_What needs to be done_
Lines to restate from the data below: from the one containing "box: [566, 73, 640, 340]" to the one containing "positive clicks: (571, 279) (583, 296)", both included. Give them again exactly, and only them.

Stored data entries

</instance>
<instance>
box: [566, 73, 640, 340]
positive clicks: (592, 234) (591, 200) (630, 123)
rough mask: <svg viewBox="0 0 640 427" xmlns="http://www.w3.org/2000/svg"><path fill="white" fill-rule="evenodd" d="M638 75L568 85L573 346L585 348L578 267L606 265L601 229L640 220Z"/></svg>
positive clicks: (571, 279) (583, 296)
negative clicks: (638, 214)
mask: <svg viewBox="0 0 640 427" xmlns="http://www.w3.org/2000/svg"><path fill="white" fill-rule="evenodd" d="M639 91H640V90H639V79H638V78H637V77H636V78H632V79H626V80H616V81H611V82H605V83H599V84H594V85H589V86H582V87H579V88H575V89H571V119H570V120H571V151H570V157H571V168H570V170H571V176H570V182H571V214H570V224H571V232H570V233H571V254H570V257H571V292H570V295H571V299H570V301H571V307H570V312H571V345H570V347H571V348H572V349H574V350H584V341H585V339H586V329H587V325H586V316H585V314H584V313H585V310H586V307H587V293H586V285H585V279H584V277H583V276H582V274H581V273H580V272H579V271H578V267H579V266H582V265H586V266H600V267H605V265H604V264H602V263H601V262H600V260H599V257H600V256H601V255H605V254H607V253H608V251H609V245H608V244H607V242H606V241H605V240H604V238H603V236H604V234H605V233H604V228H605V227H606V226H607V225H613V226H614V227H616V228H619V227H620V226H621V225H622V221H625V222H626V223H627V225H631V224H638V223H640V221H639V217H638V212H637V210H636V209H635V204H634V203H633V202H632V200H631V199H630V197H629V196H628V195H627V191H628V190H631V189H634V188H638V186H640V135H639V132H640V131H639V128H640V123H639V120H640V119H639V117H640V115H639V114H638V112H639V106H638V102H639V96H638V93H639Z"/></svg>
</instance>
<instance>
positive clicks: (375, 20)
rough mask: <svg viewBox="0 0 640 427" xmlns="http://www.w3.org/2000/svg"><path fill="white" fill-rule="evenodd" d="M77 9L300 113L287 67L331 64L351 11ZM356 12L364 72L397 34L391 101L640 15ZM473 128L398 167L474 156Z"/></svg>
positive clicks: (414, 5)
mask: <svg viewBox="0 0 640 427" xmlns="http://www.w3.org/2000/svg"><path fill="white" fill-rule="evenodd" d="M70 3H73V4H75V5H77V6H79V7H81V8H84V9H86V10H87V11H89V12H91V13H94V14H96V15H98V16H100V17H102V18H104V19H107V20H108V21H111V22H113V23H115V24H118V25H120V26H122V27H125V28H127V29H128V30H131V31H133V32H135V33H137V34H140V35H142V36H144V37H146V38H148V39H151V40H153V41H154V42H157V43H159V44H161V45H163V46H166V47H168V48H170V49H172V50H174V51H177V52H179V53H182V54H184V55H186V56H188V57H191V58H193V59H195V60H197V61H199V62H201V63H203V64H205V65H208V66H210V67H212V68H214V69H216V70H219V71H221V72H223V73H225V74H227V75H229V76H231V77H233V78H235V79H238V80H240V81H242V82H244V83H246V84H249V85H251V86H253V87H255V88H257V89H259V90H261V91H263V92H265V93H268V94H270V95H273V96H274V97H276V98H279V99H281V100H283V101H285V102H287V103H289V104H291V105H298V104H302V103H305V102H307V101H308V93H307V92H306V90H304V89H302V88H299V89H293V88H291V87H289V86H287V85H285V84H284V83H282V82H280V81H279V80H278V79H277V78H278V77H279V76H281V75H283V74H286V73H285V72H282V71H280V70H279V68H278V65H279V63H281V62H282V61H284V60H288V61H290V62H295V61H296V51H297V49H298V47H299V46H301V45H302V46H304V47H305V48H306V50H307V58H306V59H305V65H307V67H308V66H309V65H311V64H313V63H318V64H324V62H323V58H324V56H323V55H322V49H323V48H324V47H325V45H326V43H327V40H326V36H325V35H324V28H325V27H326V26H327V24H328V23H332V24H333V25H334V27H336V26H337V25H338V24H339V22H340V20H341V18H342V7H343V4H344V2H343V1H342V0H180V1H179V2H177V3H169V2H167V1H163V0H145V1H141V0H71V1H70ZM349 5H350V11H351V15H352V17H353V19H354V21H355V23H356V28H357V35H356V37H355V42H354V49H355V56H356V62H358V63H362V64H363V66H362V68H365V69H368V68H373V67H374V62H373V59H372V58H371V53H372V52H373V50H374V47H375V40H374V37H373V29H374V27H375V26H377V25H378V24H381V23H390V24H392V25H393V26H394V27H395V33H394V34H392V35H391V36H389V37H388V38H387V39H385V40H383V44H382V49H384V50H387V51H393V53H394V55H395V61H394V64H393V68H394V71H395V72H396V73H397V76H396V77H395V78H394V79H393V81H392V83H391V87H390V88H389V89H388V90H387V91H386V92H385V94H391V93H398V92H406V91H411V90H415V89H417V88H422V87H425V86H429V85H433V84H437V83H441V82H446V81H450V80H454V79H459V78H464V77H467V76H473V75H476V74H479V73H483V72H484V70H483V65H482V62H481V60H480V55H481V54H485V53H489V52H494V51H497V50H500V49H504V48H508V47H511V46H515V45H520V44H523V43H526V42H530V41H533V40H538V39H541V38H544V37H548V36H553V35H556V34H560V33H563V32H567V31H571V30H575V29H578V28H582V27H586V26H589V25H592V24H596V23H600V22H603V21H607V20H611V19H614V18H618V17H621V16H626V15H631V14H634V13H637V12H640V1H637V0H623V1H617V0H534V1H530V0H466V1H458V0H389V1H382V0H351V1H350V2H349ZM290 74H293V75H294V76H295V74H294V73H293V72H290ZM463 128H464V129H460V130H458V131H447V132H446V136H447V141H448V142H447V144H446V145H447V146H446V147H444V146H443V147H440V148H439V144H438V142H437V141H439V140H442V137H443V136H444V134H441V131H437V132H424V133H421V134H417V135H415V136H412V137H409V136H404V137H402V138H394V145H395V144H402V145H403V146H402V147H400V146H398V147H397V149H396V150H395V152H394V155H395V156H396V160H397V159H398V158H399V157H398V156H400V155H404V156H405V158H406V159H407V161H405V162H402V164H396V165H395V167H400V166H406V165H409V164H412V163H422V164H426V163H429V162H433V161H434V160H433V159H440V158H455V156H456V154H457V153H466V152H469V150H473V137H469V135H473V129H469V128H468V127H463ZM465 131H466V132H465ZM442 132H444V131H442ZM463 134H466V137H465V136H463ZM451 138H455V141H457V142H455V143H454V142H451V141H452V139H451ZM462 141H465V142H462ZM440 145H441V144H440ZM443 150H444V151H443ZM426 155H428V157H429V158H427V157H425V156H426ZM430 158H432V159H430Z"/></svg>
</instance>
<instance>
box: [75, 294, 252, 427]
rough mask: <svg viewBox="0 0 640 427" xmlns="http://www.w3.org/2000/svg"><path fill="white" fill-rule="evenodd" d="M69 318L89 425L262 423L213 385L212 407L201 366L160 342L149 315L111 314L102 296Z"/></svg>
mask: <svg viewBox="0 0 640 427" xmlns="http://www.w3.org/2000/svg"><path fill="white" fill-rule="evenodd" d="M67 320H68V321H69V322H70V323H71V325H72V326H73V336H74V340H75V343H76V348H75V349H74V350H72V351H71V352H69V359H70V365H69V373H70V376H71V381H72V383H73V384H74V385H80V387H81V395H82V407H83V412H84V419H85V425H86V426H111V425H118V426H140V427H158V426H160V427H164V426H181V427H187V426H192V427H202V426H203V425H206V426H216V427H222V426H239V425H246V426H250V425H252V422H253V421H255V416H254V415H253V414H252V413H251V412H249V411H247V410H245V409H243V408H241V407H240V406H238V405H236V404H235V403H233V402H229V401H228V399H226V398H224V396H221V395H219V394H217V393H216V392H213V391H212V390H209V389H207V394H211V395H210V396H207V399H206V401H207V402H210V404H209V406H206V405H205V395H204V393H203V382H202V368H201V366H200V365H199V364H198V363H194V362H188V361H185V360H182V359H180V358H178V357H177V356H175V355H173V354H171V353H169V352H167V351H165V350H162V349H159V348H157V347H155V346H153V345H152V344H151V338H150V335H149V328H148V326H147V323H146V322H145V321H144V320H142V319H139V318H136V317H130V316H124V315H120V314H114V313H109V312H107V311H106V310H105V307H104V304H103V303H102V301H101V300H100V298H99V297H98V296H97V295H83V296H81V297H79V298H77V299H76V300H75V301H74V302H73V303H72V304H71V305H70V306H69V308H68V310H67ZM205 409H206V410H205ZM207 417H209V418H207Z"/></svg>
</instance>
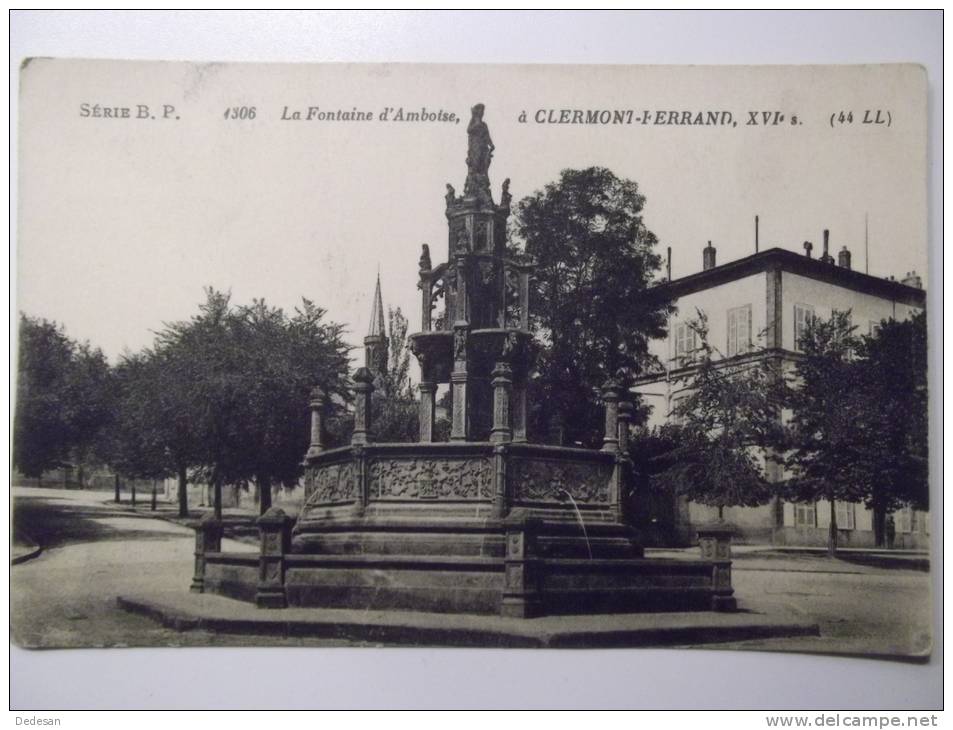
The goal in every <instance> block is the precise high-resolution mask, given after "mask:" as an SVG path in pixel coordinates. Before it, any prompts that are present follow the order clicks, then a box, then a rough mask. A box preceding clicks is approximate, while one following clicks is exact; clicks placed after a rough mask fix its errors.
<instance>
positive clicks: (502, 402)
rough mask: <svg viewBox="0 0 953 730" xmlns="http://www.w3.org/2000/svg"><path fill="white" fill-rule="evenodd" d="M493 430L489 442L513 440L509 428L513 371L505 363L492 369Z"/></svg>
mask: <svg viewBox="0 0 953 730" xmlns="http://www.w3.org/2000/svg"><path fill="white" fill-rule="evenodd" d="M492 375H493V381H492V385H493V430H492V431H490V441H492V442H493V443H497V444H499V443H506V442H508V441H511V440H512V438H513V430H512V428H511V427H510V388H511V387H512V385H513V371H512V369H511V368H510V366H509V365H507V364H506V363H505V362H498V363H496V366H495V367H494V368H493V373H492Z"/></svg>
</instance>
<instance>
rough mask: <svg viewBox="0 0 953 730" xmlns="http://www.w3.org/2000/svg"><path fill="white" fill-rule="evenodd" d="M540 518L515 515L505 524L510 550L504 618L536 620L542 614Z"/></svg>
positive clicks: (503, 606) (513, 515) (504, 556)
mask: <svg viewBox="0 0 953 730" xmlns="http://www.w3.org/2000/svg"><path fill="white" fill-rule="evenodd" d="M541 524H542V522H541V520H540V519H539V518H538V517H529V516H527V515H526V514H525V513H523V512H522V511H521V510H520V511H514V512H513V513H512V514H510V515H509V516H508V517H507V518H506V519H505V520H504V521H503V526H504V529H505V530H506V548H505V553H504V558H503V570H504V572H503V600H502V601H501V602H500V615H501V616H507V617H510V618H533V617H534V616H538V615H539V614H540V613H541V612H542V601H541V600H540V592H539V578H540V576H539V555H538V550H537V544H536V533H537V532H538V531H539V527H540V525H541Z"/></svg>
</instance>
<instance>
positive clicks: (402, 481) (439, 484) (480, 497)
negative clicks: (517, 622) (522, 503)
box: [369, 457, 493, 499]
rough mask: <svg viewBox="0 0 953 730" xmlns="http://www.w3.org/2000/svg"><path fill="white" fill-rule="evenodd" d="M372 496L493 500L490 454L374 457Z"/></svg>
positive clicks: (370, 482) (377, 498) (405, 497)
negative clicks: (427, 457) (442, 457)
mask: <svg viewBox="0 0 953 730" xmlns="http://www.w3.org/2000/svg"><path fill="white" fill-rule="evenodd" d="M369 470H370V471H369V474H370V494H371V499H491V498H492V496H493V466H492V463H491V461H490V459H489V458H488V457H472V458H456V459H455V458H442V459H438V458H402V459H373V460H372V461H371V462H370V465H369Z"/></svg>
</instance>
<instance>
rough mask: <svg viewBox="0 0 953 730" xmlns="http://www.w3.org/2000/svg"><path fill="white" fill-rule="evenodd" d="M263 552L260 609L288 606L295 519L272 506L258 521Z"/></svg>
mask: <svg viewBox="0 0 953 730" xmlns="http://www.w3.org/2000/svg"><path fill="white" fill-rule="evenodd" d="M257 524H258V536H259V539H260V542H261V552H260V553H259V555H258V586H257V590H256V591H255V605H257V606H258V608H285V607H286V606H287V605H288V599H287V597H286V596H285V555H287V554H288V553H289V552H291V518H290V517H289V516H288V515H286V514H285V513H284V510H282V509H281V508H279V507H272V508H271V509H269V510H268V511H267V512H265V514H263V515H262V516H261V517H259V518H258V520H257Z"/></svg>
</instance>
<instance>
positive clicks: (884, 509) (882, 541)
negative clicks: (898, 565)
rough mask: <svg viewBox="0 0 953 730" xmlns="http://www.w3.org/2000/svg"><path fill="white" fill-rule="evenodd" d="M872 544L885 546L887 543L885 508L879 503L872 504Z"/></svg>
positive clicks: (885, 512)
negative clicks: (872, 526) (872, 525)
mask: <svg viewBox="0 0 953 730" xmlns="http://www.w3.org/2000/svg"><path fill="white" fill-rule="evenodd" d="M873 512H874V544H875V545H876V546H877V547H880V548H882V547H885V546H886V544H887V530H886V527H887V510H885V509H884V508H883V507H881V506H879V505H874V509H873Z"/></svg>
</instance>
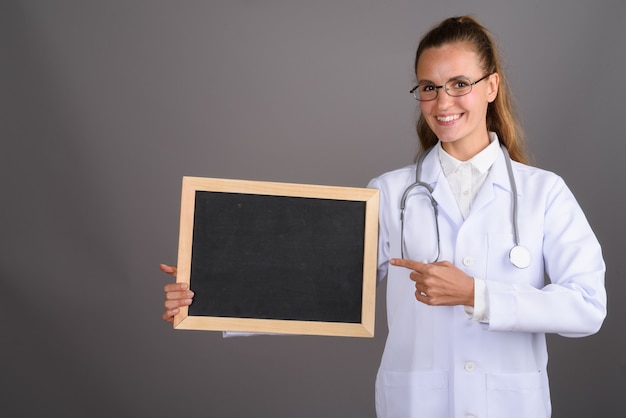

_Response_
box: [566, 73, 640, 340]
positive clicks: (592, 234) (591, 200) (630, 123)
rough mask: <svg viewBox="0 0 640 427" xmlns="http://www.w3.org/2000/svg"><path fill="white" fill-rule="evenodd" d="M638 75L568 85L573 346L585 348L578 267L606 265L601 229L640 220Z"/></svg>
positive clicks: (571, 279) (583, 296)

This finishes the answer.